START Information provided

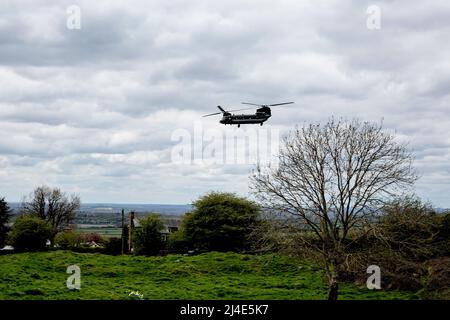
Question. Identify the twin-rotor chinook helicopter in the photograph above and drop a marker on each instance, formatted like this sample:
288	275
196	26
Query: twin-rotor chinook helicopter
262	114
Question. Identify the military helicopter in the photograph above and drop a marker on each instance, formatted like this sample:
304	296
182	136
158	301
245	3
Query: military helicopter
262	114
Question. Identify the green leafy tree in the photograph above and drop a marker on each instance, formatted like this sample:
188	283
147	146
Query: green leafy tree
147	238
4	217
53	206
29	233
221	222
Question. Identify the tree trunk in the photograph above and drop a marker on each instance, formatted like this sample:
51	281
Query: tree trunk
333	290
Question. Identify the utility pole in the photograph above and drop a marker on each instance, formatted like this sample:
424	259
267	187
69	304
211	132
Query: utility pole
130	230
123	238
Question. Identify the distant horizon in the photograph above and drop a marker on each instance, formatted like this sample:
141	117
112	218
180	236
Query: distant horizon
119	203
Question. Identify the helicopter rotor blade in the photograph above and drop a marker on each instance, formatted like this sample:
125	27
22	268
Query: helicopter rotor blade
240	109
252	104
279	104
212	114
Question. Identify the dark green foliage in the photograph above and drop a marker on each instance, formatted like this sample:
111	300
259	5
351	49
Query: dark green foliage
4	217
411	229
124	238
221	222
147	238
113	246
67	240
29	233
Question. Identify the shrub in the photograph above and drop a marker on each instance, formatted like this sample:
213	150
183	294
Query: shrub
113	246
220	222
91	237
67	239
29	233
147	238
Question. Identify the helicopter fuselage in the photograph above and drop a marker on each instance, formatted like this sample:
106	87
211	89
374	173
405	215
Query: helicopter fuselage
261	115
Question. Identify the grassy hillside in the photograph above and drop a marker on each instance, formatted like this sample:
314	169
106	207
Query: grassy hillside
207	276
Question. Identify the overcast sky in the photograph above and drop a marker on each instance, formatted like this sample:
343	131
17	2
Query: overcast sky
93	110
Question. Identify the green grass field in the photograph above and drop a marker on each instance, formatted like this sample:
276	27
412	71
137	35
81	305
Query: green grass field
103	232
212	275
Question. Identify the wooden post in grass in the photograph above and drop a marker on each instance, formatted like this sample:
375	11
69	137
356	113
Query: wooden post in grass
130	230
123	238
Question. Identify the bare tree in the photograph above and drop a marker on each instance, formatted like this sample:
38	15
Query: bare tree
52	205
332	179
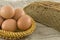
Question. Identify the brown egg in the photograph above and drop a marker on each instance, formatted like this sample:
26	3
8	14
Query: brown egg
1	21
9	25
7	11
18	13
24	22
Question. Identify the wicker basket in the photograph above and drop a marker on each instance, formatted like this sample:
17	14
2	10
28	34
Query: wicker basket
17	35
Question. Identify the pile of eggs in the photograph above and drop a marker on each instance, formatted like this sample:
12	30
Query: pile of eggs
12	19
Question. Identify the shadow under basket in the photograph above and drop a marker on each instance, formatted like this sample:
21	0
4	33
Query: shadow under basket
11	35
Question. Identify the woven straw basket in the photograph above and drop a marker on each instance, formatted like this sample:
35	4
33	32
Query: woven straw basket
17	35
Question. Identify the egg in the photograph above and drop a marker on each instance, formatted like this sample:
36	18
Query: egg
7	11
1	21
24	22
18	13
9	25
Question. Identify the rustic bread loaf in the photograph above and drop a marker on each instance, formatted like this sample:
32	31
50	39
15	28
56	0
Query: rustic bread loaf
47	13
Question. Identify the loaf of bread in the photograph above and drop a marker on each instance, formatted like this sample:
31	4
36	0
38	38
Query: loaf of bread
45	12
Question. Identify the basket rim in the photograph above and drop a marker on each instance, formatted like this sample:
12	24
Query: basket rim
7	34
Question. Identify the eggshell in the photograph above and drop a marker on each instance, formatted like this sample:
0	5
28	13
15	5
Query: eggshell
18	13
7	11
9	25
24	22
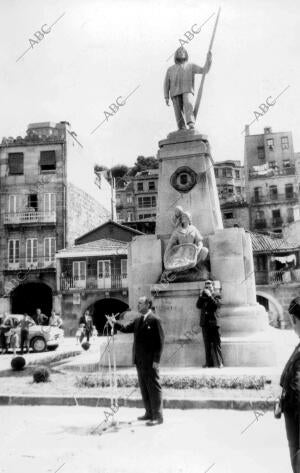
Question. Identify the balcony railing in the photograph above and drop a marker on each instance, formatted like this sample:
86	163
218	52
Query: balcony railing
30	217
19	264
277	222
113	280
259	224
289	171
273	198
277	277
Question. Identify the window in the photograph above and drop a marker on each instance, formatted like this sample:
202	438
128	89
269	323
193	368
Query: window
31	252
260	215
261	262
273	192
276	217
49	249
261	152
49	202
104	269
47	161
290	214
289	191
12	204
124	268
284	142
13	253
32	202
257	194
79	271
147	201
15	163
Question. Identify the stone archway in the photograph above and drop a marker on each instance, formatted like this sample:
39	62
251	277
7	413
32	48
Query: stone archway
274	308
29	296
105	306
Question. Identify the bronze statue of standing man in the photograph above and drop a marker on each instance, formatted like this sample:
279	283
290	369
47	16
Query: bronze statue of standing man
179	85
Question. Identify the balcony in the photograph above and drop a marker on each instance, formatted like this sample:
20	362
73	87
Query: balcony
277	222
113	280
35	264
277	277
272	172
260	224
263	199
29	217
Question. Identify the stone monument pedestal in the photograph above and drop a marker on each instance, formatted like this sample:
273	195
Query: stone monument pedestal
186	178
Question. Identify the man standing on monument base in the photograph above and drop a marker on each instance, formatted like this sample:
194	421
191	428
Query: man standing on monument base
179	85
147	349
209	303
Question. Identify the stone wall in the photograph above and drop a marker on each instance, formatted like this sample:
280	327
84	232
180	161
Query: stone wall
283	295
83	213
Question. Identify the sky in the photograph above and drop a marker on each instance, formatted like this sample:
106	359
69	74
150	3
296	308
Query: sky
99	52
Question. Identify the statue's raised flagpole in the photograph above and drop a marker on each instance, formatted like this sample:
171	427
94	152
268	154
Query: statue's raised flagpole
197	104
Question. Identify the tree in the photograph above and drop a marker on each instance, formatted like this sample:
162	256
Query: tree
99	168
143	163
119	170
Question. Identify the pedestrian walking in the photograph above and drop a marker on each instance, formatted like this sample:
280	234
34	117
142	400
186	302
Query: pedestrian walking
25	323
41	319
289	402
147	349
209	303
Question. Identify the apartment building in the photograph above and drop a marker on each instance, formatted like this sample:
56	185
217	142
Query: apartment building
272	183
230	180
48	198
136	201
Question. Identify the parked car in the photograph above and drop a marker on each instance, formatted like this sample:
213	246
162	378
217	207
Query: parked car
41	337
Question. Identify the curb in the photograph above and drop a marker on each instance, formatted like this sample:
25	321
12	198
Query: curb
93	401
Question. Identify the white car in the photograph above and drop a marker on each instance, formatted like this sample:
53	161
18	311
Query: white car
41	337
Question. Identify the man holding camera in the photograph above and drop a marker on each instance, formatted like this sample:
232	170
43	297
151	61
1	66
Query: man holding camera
147	349
209	303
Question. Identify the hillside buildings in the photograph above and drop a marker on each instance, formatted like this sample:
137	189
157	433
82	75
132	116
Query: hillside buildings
48	198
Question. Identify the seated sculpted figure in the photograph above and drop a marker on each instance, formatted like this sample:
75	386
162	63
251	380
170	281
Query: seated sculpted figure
185	248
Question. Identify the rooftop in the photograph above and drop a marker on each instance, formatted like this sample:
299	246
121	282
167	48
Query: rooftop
271	244
101	247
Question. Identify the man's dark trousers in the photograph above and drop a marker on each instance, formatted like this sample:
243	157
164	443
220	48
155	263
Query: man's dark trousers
147	349
24	340
151	391
212	345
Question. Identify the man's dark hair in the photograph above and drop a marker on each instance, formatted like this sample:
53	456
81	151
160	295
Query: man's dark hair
294	308
176	58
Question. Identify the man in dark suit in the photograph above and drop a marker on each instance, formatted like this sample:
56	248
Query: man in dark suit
87	321
209	303
147	349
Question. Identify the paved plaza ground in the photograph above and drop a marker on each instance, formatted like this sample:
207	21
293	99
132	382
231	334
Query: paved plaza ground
52	439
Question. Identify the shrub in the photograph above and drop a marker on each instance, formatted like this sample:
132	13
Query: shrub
178	382
18	363
85	345
41	374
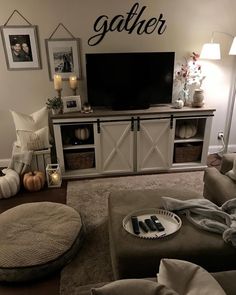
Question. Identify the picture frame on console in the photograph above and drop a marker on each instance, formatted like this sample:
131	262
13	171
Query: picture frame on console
71	104
21	47
63	56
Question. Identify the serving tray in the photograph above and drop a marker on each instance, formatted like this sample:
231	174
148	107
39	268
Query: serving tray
170	221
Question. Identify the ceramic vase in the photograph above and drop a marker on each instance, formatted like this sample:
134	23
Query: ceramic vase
198	98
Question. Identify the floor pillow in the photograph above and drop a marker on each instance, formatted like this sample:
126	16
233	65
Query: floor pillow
38	239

END Information provided

Assignment:
Write out exactly the lines above, from the very first through the line containing "Question. Identify the utility", both kept, with the pictures removed.

Task output:
Question. Identify the twin-rotor chinook helicopter in the photograph above and drop a marker on each instance, formatted like this sample:
288	275
196	26
Query: twin-rotor chinook helicopter
262	114
Question. Identify the military helicopter in the photograph above and drop a marker on each instance, formatted like this sample:
304	296
182	136
158	301
245	3
Query: military helicopter
262	114
Question. Identify the green leafy tree in the photograph above and drop a marker on each instance, formatted like this sample:
188	283
147	146
Query: green leafy tree
147	238
4	217
53	206
29	233
221	222
Question. Identify the tree trunk in the photograph above and drop a marker on each instance, formatted like this sample:
51	281
Query: tree trunk
333	290
Question. Identify the utility pole in the photograph above and drop a marker on each instance, formatted like this sample:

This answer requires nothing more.